- ARTICLE:
★ ★ ★ ★

Seasoned mechanics never remove the timing caps and squint through the hole trying to align the marks.

All you need to do is remove the cover of the crankshaft bolt to allow you to easily turn the crank with a ratchet and socket:

As you rotate the crank (counterclockwise only), watch the valve train operation.
Your 4 stroke cycle order is Intake-Compression-Power-Exhaust.

All valves are closed from slightly after the beginning of the compression stroke to almost the end of the power stroke.
Start with any cylinder.
Slowly rotate the crank.
You are looking for the exhausts (bottom 2 valves) to open and close.
Immediately after the exhausts close, the intakes will open.
As soon as the intakes close, another half turn will bring the  piston up to close to TDC (top dead centre).

That's close enough. The piston does not need to be exactly at TDC.
Stop the crank at that point and with your fingers, try to wiggle the intake and exhaust rocker arms up and down.
You should feel free play in all the rocker arms for that cylinder and hear light tapping.
That means it is safe to measure the clearances and adjust as necessary.


On to the next cylinder.
Start by rotating the crank again and watching the valve action of the next cylinder.

 

This saves a huge amount of time and is foolproof as long as you remember the order of the 4 stroke cycle and thus the order that the valves open and close.

★ ★ ★ ★

- SET TASK: List, in order, the strokes of the cycle named in the valve adjustment passage. The records play no part in what comes next.

★ ★ ★ ★

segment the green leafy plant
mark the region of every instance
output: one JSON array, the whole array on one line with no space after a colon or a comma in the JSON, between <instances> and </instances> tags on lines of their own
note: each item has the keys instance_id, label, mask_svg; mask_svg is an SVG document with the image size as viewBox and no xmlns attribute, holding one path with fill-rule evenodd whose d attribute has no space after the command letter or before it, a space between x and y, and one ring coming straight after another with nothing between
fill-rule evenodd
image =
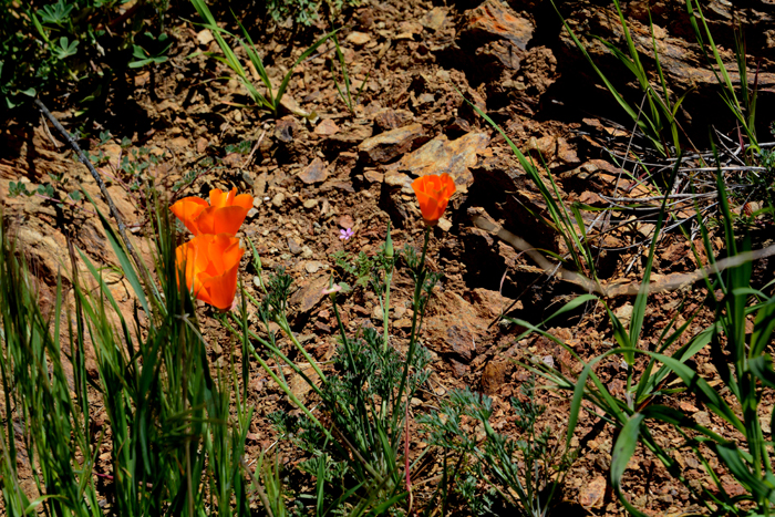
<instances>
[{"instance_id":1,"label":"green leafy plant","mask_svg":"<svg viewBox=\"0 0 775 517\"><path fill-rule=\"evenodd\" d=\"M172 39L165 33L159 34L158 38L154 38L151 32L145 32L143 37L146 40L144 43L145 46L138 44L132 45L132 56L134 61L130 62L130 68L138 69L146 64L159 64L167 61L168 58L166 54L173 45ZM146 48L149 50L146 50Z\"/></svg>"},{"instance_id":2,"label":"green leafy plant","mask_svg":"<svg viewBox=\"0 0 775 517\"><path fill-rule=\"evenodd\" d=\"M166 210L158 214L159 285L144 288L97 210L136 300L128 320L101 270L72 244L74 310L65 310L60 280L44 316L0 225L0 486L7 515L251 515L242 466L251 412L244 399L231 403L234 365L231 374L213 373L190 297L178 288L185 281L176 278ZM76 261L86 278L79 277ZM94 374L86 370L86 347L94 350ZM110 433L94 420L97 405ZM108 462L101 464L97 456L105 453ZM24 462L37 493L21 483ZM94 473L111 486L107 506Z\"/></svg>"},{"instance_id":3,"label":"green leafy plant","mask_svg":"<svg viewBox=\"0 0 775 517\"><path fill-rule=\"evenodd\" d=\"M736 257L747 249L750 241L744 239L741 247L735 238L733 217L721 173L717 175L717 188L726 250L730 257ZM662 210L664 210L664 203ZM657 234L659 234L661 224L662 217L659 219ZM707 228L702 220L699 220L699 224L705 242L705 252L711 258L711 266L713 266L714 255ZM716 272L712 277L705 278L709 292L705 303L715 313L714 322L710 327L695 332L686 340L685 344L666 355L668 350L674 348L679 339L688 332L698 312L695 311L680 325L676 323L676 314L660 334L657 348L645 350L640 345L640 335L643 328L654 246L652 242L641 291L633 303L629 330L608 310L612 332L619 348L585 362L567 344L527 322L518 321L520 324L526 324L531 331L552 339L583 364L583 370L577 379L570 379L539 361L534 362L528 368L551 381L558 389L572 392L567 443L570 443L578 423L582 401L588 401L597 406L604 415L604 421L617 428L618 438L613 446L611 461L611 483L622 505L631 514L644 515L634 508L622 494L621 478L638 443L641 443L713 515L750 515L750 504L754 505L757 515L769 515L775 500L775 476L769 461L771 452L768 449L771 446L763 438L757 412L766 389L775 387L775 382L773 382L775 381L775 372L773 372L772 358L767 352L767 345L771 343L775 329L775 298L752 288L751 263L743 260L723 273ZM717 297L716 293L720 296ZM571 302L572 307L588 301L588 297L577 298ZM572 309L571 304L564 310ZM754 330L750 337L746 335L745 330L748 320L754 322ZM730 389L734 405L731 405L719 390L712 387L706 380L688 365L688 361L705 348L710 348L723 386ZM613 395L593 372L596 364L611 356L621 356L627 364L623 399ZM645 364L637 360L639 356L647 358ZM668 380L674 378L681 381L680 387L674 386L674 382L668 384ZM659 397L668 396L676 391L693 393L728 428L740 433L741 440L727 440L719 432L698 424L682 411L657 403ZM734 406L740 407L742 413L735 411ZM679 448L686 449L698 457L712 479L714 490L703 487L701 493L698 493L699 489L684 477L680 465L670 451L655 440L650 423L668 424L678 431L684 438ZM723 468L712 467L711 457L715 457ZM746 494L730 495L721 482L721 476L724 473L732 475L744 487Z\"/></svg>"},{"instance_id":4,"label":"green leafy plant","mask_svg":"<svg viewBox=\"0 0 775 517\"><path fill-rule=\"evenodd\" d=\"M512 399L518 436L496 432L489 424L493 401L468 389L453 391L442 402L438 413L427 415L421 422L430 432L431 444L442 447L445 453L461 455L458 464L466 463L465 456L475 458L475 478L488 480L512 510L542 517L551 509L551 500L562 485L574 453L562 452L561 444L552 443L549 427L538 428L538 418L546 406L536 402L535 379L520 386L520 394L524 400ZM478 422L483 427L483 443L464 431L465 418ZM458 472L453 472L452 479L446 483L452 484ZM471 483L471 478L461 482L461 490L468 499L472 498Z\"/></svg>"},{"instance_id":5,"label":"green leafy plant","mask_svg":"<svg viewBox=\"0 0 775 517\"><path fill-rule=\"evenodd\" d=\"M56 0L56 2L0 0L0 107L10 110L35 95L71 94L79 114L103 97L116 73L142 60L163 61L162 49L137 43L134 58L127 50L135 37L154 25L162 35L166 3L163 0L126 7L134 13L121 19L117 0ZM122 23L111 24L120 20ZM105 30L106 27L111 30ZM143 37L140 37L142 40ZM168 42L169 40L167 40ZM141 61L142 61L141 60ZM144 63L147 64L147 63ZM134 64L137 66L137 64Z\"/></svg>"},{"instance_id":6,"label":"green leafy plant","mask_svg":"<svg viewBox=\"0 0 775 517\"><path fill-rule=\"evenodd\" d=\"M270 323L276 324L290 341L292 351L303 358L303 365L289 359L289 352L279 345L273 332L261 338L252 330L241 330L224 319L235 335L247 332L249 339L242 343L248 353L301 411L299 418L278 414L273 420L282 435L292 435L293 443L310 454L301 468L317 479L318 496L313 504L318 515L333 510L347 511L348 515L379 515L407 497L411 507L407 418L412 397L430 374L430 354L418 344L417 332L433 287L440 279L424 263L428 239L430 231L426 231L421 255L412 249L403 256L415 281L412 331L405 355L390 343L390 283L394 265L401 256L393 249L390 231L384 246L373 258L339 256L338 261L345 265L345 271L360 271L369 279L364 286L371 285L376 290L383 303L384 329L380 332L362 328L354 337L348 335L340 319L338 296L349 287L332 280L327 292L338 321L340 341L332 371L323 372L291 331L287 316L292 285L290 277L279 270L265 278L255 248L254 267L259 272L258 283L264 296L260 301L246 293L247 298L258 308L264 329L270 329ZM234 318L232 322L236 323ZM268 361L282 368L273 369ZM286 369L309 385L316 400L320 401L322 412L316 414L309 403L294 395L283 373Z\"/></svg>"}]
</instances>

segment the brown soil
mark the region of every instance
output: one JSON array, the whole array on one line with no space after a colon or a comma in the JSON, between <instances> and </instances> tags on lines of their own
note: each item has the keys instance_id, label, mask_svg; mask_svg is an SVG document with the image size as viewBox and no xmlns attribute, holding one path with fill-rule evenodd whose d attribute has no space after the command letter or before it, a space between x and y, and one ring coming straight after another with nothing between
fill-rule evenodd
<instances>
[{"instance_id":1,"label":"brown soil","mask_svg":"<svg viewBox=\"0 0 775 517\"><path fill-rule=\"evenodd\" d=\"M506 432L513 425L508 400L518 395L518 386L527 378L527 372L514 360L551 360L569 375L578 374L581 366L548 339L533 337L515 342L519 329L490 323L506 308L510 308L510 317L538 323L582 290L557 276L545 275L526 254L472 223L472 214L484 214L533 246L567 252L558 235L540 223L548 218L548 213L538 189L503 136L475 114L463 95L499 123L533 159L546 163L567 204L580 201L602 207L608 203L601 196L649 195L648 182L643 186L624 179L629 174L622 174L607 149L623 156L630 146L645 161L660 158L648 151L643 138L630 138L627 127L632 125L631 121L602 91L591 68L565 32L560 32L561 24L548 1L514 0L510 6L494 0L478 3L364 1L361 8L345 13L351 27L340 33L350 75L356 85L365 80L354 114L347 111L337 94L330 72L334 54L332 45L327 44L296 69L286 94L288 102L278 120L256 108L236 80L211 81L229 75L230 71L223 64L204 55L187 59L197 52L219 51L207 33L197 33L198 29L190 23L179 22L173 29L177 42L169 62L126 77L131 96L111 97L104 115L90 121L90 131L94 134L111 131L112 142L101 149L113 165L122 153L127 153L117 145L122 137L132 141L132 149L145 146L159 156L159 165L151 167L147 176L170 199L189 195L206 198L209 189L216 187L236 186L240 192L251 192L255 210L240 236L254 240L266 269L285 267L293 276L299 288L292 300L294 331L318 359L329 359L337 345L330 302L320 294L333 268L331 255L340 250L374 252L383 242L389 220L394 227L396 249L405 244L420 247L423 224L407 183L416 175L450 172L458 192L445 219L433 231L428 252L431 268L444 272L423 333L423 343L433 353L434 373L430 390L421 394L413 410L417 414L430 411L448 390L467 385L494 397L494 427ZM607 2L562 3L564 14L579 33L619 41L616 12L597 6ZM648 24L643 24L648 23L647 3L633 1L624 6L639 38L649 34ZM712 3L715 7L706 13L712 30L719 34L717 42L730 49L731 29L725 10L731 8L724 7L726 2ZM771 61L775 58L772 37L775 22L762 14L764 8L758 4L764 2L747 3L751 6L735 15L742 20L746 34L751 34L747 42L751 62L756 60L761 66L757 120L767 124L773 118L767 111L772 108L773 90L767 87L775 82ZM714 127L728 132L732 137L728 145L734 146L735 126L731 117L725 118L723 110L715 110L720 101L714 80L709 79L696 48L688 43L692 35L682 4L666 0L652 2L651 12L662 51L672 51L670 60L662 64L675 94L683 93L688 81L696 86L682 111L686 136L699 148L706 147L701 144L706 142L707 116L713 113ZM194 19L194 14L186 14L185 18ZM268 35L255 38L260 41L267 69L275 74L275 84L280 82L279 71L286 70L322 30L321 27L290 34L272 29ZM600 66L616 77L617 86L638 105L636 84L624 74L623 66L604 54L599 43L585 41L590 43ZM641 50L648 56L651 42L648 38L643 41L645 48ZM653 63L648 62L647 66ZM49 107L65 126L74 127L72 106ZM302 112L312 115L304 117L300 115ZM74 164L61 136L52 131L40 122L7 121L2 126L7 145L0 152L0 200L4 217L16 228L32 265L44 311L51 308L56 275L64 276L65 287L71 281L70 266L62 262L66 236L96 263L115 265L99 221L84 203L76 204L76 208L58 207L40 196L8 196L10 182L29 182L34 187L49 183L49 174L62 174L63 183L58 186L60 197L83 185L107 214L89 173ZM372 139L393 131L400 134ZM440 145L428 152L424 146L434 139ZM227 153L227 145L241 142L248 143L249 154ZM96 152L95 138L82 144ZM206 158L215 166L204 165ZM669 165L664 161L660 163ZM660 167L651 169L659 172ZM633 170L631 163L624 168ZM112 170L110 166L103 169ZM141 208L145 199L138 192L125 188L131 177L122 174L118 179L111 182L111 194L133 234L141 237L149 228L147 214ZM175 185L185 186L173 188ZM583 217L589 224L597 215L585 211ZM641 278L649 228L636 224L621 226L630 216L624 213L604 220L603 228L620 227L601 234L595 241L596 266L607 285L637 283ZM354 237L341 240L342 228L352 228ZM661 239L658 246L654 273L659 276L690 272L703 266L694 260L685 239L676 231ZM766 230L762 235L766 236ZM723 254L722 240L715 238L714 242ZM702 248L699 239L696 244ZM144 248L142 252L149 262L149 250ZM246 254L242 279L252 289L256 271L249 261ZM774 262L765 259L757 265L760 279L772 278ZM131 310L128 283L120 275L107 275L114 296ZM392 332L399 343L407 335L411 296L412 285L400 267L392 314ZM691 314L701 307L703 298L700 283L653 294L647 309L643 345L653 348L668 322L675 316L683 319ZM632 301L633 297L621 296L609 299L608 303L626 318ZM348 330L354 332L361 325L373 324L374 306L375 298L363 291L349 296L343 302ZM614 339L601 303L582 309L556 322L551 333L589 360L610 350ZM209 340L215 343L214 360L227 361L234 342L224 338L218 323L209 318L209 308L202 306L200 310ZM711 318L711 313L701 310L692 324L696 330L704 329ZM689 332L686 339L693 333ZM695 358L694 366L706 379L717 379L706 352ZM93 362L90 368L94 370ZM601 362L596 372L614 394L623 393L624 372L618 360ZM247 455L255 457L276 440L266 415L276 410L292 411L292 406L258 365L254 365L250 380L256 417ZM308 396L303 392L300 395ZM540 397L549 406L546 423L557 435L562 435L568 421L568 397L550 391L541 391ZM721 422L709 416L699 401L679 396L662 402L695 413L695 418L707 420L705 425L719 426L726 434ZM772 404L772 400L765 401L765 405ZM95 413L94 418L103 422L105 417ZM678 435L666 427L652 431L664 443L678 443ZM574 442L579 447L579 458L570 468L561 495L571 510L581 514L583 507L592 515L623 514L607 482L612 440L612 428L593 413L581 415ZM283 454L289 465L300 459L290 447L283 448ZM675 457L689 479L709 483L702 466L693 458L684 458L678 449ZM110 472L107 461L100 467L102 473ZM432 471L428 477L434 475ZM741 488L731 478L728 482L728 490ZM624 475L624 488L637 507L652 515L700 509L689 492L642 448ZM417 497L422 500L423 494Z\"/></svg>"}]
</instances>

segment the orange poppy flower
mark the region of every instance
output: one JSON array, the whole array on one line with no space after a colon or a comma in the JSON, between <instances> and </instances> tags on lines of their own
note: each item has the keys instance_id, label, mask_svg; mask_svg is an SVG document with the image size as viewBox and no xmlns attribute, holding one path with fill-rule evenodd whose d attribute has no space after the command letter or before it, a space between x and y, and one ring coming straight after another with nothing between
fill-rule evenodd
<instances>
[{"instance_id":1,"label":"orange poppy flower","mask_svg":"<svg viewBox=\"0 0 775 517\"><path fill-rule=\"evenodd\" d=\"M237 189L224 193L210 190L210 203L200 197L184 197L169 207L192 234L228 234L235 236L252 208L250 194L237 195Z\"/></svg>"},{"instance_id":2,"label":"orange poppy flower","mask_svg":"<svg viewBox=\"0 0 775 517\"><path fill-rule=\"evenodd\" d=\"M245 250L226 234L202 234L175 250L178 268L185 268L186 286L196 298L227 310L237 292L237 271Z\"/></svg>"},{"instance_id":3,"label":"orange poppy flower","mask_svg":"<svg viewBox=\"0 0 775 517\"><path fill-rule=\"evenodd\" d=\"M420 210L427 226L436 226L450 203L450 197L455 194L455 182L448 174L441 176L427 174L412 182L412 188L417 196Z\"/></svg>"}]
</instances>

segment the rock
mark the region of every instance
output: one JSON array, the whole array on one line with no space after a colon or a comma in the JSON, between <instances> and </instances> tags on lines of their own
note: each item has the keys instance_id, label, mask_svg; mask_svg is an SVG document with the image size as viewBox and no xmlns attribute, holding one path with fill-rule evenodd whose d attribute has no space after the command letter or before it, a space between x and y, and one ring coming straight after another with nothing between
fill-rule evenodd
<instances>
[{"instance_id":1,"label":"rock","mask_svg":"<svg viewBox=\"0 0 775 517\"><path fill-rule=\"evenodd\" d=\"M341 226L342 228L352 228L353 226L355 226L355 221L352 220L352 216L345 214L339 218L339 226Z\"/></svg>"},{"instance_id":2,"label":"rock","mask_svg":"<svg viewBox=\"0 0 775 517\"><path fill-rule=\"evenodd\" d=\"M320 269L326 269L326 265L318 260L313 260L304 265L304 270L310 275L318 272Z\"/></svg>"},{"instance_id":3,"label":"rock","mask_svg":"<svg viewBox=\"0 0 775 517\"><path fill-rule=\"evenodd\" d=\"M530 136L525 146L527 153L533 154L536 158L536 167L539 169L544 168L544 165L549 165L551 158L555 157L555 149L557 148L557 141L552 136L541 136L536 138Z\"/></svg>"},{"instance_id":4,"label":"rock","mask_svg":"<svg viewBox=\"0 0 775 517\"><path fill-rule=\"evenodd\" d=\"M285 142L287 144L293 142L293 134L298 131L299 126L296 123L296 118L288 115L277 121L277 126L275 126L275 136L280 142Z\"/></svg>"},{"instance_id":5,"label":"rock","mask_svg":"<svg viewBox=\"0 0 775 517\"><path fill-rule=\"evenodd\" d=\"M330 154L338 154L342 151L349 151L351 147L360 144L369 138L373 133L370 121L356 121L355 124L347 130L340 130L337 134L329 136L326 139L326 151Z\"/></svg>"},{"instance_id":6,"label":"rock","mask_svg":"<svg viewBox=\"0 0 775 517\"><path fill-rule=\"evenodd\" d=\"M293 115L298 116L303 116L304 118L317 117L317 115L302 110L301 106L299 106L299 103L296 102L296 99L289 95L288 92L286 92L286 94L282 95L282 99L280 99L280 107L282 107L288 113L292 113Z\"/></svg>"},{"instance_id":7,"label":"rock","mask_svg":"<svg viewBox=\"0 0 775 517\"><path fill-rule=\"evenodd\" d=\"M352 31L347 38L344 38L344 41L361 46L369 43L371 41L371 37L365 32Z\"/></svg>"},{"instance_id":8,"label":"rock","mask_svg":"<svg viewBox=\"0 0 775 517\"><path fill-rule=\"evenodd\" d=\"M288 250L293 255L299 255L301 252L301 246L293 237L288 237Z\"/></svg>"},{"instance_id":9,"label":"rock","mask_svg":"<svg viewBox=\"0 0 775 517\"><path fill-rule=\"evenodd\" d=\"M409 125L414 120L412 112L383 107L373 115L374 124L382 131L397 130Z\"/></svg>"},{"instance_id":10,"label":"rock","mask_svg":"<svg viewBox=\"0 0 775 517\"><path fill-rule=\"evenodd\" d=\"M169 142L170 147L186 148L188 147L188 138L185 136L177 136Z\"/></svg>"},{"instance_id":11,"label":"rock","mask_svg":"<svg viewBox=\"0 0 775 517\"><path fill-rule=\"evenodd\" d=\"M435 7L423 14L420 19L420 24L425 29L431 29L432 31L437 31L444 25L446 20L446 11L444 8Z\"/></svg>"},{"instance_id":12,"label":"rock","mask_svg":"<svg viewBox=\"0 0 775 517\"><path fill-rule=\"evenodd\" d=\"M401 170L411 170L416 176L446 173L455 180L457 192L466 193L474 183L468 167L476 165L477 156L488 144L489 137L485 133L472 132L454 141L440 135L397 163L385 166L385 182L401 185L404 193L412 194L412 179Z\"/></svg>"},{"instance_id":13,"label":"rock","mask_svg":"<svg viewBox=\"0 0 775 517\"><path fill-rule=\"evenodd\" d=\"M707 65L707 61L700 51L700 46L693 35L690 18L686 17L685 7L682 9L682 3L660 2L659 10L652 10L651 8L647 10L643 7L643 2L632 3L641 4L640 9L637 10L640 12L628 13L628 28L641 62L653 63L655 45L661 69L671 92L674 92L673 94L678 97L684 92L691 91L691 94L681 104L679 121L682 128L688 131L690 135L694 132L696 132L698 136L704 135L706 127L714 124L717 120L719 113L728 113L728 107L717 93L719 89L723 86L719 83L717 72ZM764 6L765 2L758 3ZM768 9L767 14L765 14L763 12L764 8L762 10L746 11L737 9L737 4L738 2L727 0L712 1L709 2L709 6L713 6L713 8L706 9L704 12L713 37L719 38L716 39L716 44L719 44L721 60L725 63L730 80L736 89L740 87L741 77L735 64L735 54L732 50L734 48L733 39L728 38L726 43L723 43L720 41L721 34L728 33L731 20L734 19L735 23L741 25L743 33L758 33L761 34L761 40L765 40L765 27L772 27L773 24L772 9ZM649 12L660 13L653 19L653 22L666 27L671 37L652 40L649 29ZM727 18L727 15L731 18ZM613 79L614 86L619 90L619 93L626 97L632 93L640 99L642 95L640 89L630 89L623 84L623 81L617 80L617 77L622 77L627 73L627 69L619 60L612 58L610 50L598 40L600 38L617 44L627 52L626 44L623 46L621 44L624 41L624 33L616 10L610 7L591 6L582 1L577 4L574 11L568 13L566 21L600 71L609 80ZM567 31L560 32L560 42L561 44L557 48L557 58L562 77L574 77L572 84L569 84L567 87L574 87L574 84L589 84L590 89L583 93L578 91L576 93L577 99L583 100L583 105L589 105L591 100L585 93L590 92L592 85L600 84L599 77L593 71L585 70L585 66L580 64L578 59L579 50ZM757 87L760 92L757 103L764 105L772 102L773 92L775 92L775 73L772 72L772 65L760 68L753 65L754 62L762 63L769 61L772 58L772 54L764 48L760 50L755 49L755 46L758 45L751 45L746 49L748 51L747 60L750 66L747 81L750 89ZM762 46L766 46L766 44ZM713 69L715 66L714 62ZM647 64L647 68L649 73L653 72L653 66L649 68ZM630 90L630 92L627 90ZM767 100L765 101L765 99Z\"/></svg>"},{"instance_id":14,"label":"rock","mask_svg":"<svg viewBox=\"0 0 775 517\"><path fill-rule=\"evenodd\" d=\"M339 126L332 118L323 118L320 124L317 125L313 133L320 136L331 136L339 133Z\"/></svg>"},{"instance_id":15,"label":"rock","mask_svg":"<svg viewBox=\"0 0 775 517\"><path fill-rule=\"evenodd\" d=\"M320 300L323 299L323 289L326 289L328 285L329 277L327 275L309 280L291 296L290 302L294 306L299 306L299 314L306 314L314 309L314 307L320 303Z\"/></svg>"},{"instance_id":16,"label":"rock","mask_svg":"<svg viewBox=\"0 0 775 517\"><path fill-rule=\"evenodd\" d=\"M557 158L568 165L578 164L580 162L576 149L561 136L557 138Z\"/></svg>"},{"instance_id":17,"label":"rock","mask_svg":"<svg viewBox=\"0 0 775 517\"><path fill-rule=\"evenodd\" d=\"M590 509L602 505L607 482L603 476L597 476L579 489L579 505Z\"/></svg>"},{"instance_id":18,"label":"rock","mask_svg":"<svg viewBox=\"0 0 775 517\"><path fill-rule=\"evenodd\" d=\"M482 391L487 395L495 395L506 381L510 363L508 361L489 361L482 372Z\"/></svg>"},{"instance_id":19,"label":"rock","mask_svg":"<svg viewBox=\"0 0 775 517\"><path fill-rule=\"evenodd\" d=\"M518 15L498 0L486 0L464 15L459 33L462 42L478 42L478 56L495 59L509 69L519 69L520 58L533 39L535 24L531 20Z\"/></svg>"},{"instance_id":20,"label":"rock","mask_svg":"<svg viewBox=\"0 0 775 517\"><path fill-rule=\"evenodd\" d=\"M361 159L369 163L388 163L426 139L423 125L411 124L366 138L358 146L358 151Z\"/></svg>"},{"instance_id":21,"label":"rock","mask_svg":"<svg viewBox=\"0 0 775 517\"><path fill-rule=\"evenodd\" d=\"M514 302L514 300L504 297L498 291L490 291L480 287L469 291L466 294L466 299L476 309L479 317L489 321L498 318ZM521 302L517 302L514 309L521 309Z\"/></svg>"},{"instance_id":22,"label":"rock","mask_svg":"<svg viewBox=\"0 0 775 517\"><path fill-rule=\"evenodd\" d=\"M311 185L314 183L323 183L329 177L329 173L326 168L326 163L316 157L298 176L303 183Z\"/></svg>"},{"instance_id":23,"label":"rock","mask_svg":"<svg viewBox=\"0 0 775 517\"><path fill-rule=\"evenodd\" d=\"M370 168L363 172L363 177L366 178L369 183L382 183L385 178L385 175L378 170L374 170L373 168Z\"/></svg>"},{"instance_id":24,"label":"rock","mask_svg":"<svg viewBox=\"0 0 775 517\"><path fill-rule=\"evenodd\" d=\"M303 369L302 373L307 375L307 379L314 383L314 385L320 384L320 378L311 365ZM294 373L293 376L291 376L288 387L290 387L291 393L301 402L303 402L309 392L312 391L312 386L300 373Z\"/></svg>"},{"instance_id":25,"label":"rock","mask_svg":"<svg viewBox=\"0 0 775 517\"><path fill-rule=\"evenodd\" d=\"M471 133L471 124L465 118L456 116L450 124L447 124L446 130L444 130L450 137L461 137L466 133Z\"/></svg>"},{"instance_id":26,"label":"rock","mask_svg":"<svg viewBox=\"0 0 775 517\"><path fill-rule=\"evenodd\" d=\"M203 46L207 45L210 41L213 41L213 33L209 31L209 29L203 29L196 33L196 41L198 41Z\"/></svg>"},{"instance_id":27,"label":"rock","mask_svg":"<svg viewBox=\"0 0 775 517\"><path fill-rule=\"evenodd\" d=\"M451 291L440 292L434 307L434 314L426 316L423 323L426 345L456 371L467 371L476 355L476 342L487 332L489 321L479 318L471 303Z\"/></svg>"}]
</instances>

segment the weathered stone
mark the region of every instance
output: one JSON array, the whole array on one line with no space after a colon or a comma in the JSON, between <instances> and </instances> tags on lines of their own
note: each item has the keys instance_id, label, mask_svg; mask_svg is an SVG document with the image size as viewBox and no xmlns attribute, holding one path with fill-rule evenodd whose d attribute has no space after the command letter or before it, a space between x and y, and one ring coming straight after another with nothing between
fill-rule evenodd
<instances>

★ ★ ★ ★

- RESPONSE TO THE EXERCISE: Intake, Compression, Power, Exhaust